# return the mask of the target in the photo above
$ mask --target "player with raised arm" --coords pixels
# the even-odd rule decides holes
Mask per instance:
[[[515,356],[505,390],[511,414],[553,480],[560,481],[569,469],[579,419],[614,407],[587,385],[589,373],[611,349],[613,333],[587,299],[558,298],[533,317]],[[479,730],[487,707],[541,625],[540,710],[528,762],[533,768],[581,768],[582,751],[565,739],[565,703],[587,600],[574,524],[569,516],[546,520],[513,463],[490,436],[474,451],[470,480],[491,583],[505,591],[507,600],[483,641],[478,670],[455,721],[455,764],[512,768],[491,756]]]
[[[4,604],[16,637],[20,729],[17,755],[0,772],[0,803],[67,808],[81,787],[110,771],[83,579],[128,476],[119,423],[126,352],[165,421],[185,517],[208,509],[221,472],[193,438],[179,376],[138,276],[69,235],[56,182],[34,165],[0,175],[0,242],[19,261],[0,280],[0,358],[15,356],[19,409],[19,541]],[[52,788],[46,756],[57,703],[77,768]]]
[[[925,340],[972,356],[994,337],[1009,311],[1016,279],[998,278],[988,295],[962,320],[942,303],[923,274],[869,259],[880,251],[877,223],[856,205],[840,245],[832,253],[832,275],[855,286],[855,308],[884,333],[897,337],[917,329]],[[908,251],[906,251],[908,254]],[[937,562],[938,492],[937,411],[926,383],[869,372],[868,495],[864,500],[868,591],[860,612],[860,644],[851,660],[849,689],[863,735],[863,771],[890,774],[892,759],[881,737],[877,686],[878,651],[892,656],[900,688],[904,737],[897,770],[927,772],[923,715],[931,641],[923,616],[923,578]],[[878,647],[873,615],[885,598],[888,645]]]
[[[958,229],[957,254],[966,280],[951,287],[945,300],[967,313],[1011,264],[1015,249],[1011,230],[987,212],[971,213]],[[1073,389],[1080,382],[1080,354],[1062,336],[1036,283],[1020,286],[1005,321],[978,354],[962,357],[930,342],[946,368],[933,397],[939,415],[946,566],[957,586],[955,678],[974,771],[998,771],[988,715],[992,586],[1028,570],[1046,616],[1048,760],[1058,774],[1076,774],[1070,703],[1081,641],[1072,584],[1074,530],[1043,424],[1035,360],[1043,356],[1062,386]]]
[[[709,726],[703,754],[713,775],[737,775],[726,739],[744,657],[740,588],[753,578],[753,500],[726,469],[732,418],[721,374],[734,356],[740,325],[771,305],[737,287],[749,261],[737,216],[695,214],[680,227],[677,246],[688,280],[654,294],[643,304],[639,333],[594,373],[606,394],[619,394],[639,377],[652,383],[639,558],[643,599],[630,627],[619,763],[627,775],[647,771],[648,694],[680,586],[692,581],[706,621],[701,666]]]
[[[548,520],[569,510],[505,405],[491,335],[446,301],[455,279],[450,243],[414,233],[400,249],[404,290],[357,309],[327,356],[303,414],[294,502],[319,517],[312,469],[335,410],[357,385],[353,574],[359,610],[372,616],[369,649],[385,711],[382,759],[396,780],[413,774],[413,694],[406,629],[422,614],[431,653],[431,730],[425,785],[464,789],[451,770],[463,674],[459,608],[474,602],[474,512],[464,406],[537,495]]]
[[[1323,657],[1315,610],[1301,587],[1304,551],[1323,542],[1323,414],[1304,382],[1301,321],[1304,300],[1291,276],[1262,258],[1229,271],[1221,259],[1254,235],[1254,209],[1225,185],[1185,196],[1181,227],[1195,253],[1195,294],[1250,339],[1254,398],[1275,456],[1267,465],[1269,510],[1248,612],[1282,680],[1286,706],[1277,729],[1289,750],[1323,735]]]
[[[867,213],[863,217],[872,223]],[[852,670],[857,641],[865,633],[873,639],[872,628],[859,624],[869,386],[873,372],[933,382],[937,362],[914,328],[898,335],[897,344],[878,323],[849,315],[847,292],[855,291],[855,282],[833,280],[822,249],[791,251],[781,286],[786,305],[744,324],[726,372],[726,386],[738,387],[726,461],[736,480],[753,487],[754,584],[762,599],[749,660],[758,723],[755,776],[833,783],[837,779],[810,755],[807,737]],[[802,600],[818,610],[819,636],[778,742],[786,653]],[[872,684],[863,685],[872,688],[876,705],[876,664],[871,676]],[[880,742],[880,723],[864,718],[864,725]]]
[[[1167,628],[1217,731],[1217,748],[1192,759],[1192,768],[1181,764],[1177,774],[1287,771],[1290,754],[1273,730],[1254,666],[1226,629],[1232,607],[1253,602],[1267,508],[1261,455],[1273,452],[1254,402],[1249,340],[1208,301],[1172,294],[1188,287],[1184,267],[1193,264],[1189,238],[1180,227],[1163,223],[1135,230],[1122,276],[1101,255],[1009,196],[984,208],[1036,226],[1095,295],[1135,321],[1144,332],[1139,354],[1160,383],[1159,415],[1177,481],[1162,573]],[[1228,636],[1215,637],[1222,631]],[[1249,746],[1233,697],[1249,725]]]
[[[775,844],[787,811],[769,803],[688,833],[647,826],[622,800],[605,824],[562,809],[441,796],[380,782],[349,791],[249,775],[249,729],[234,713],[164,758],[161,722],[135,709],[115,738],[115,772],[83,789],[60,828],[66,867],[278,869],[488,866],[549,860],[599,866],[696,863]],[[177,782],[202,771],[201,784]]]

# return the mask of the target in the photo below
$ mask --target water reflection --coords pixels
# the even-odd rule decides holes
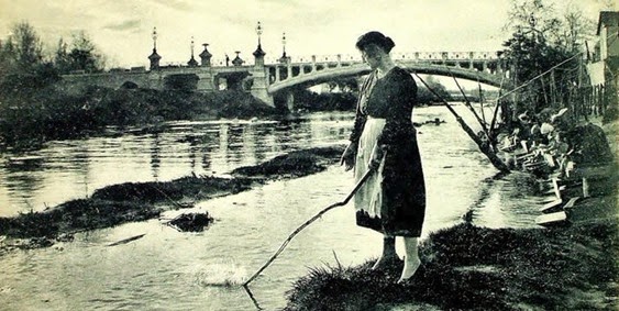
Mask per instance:
[[[283,152],[338,144],[346,138],[352,118],[328,113],[281,122],[184,121],[156,133],[125,129],[125,135],[49,142],[27,155],[0,159],[0,215],[85,198],[112,184],[228,174]]]
[[[446,119],[440,107],[418,112],[421,120]],[[51,143],[35,153],[45,159],[36,170],[11,171],[5,158],[0,159],[1,212],[25,209],[22,196],[31,202],[66,201],[110,184],[224,174],[290,149],[342,144],[351,126],[351,113],[313,114],[299,122],[175,122],[157,134]],[[422,238],[462,221],[472,208],[477,224],[533,225],[534,199],[509,196],[513,181],[508,178],[489,178],[496,169],[455,121],[424,125],[419,132],[428,187]],[[23,191],[8,187],[23,175],[35,178],[21,185]],[[203,233],[180,233],[151,220],[77,234],[75,242],[60,245],[63,249],[9,254],[0,258],[0,306],[8,310],[277,310],[286,303],[291,282],[307,275],[308,267],[333,264],[335,252],[342,265],[358,265],[378,256],[382,235],[356,226],[350,204],[330,211],[298,234],[251,284],[253,300],[240,287],[222,286],[229,278],[217,267],[250,276],[292,230],[342,200],[352,184],[350,171],[331,166],[164,214],[172,219],[208,211],[217,221]],[[10,209],[3,208],[5,203]],[[107,246],[137,234],[145,235]],[[398,242],[400,254],[401,246]]]

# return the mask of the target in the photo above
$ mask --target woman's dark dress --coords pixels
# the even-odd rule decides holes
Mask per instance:
[[[366,123],[375,124],[372,122],[376,119],[384,119],[379,120],[384,126],[379,127],[382,131],[377,134],[376,144],[386,146],[386,156],[378,169],[382,174],[378,184],[379,212],[368,214],[357,207],[356,223],[387,235],[418,237],[425,215],[425,186],[417,131],[411,120],[417,85],[410,74],[395,67],[380,79],[375,79],[375,74],[372,74],[361,95],[351,142],[360,146]],[[369,126],[366,130],[369,131]],[[356,152],[357,156],[362,152],[367,154],[361,146]],[[355,175],[358,179],[358,170],[365,171],[367,164],[358,163],[360,157],[356,158]],[[361,195],[357,193],[357,197]],[[355,200],[355,206],[360,204],[358,201]]]

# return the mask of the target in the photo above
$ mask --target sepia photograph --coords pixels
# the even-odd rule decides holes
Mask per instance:
[[[619,310],[614,0],[0,0],[0,310]]]

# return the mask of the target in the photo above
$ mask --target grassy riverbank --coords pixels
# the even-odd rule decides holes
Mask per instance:
[[[89,198],[41,212],[0,218],[0,235],[10,237],[0,244],[0,254],[11,248],[51,246],[56,240],[70,238],[80,231],[157,218],[163,211],[190,208],[198,200],[237,193],[268,180],[316,174],[334,164],[342,151],[343,146],[335,146],[292,152],[234,169],[231,178],[189,176],[167,182],[112,185],[96,190]]]
[[[604,124],[617,155],[618,122]],[[311,268],[285,310],[618,310],[617,176],[592,181],[563,226],[487,229],[463,222],[420,245],[422,267],[396,284],[398,263]],[[517,191],[518,187],[513,187]],[[515,196],[517,197],[517,196]]]

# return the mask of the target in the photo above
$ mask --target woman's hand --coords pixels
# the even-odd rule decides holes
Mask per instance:
[[[340,165],[344,165],[345,170],[351,170],[355,166],[356,144],[350,143],[340,158]]]
[[[374,151],[372,152],[372,158],[367,164],[368,169],[376,170],[380,166],[380,162],[383,162],[383,157],[387,152],[386,145],[375,145]]]

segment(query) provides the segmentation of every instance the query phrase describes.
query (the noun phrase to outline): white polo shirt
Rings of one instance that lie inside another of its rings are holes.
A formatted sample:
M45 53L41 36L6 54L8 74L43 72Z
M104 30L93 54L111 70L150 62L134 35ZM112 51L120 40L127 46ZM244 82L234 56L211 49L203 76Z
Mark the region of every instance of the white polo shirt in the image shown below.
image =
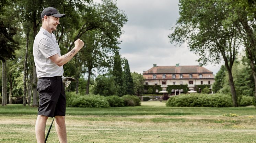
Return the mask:
M63 74L63 67L59 67L49 58L57 54L61 56L55 35L41 27L35 38L33 46L37 78L60 76Z

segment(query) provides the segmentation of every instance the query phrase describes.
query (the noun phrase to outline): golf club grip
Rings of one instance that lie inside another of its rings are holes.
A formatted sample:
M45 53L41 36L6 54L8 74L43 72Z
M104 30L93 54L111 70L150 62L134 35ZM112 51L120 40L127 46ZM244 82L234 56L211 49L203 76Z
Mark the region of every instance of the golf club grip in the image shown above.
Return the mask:
M54 117L53 117L53 121L51 122L51 125L50 126L50 128L49 128L49 130L48 130L48 132L47 133L47 134L46 134L46 137L45 137L45 143L46 142L46 141L47 141L47 139L48 138L48 136L49 135L49 133L50 133L50 131L51 130L51 126L53 126L53 121L54 120Z

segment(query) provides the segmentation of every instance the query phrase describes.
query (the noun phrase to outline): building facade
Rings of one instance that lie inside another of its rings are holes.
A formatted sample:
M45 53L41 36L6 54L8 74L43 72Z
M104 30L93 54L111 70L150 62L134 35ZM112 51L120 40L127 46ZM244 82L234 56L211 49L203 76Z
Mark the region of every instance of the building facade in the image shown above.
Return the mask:
M166 90L168 85L187 85L189 90L195 90L195 85L211 85L214 82L213 72L200 65L157 66L154 64L153 68L143 72L143 77L144 84L161 85L163 90ZM180 94L181 91L177 91Z

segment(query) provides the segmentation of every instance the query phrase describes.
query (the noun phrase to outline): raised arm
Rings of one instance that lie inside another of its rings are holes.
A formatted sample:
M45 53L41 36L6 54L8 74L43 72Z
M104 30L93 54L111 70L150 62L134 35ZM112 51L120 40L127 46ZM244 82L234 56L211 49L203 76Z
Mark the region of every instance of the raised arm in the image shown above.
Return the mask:
M79 39L78 39L74 43L75 47L69 52L60 57L58 54L56 54L50 57L49 58L53 62L59 67L65 65L83 48L84 45L83 42Z

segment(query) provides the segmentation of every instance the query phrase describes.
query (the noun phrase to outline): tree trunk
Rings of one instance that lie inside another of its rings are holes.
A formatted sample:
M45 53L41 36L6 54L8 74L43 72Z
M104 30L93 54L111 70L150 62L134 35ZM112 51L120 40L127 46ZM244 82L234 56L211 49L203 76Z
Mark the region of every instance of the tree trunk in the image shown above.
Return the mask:
M232 100L233 101L233 105L235 107L238 107L236 94L235 89L235 84L234 83L233 77L232 76L232 72L229 69L228 69L228 72L229 74L229 84L230 85L230 89L231 94L232 95Z
M87 85L86 86L86 94L89 94L89 87L90 86L90 77L91 71L91 69L88 69L88 80L87 80Z
M2 106L6 105L7 92L6 92L6 60L2 60Z
M9 93L9 104L12 104L12 82L13 80L11 78L10 78L9 81L10 83L10 92Z
M24 67L23 69L24 76L23 77L23 97L26 98L27 94L27 83L26 81L26 78L27 77L26 73L27 73L27 49L28 47L28 36L29 35L29 32L28 32L26 34L26 51L25 52L25 58L24 60ZM23 98L23 105L24 105L24 98ZM26 103L25 103L25 104ZM29 106L29 102L28 102L28 105Z
M78 94L78 86L79 86L79 74L78 74L75 76L75 94Z
M33 83L32 87L33 88L33 104L32 107L38 107L37 101L37 81L36 77L36 66L33 64Z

□ □ □ □ □

● **AIM OF THE EXERCISE**: Show each line of the entries above that contains the word "outline", copied in full.

● **SOLUTION BELOW**:
query (the noun phrase to outline): white polo shirt
query (the noun phrase to outline): golf club grip
query (the noun phrase to outline): building facade
query (the noun phrase to outline): raised arm
query (the noun phrase to outline): tree trunk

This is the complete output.